▶ _RECORDS SHOWN_
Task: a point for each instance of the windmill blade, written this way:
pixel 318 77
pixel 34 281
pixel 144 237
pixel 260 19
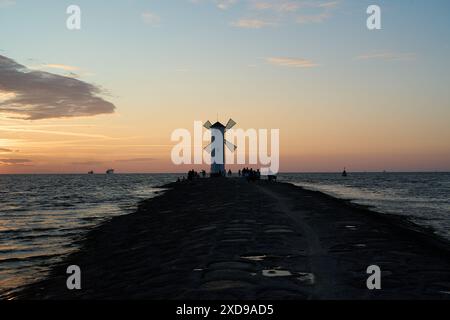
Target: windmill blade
pixel 208 148
pixel 231 123
pixel 208 125
pixel 230 146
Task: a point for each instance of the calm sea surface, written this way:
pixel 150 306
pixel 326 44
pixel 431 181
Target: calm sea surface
pixel 423 197
pixel 42 215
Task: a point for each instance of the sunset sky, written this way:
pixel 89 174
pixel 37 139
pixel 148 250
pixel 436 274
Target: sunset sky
pixel 110 95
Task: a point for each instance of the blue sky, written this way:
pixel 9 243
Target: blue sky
pixel 273 63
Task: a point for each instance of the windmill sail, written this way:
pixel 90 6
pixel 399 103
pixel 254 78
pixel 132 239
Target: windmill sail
pixel 207 125
pixel 231 123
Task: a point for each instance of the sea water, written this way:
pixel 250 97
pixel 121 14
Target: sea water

▶ _PROBLEM REQUIREMENTS_
Recast every line of the records above as a Markdown table with the columns "Number" and "Entry", numbering the rows in order and skipping blank lines. Leave the pictures out of the table.

▶ _SOLUTION FOR THIS EXERCISE_
| Number | Entry |
|---|---|
| 1 | Task: a point for each instance of the windmill blade, written this way: |
| 2 | pixel 318 77 |
| 3 | pixel 34 281 |
| 4 | pixel 144 237 |
| 5 | pixel 260 19 |
| 6 | Target: windmill blade |
| 7 | pixel 208 148 |
| 8 | pixel 231 123 |
| 9 | pixel 208 125 |
| 10 | pixel 230 146 |
| 11 | Task: a point for each instance of the calm sea surface, written this way: |
| 12 | pixel 150 306 |
| 13 | pixel 326 44 |
| 14 | pixel 431 181 |
| 15 | Target: calm sea surface |
| 16 | pixel 423 197 |
| 17 | pixel 42 215 |
| 18 | Task: a point for each instance of the sunset sky, written this way: |
| 19 | pixel 89 174 |
| 20 | pixel 37 139 |
| 21 | pixel 148 250 |
| 22 | pixel 436 274 |
| 23 | Target: sunset sky |
| 24 | pixel 110 95 |
| 25 | Task: a point for each instance of the blue sky, written this way: |
| 26 | pixel 9 243 |
| 27 | Target: blue sky |
| 28 | pixel 273 63 |
| 29 | Task: a point for each instance of the windmill sail, written this way: |
| 30 | pixel 90 6 |
| 31 | pixel 399 103 |
| 32 | pixel 254 78 |
| 33 | pixel 132 239 |
| 34 | Target: windmill sail |
| 35 | pixel 207 125 |
| 36 | pixel 231 123 |
| 37 | Task: a point for each instance of the sea water, written this way: |
| 38 | pixel 250 97 |
| 39 | pixel 121 14 |
| 40 | Target: sea water |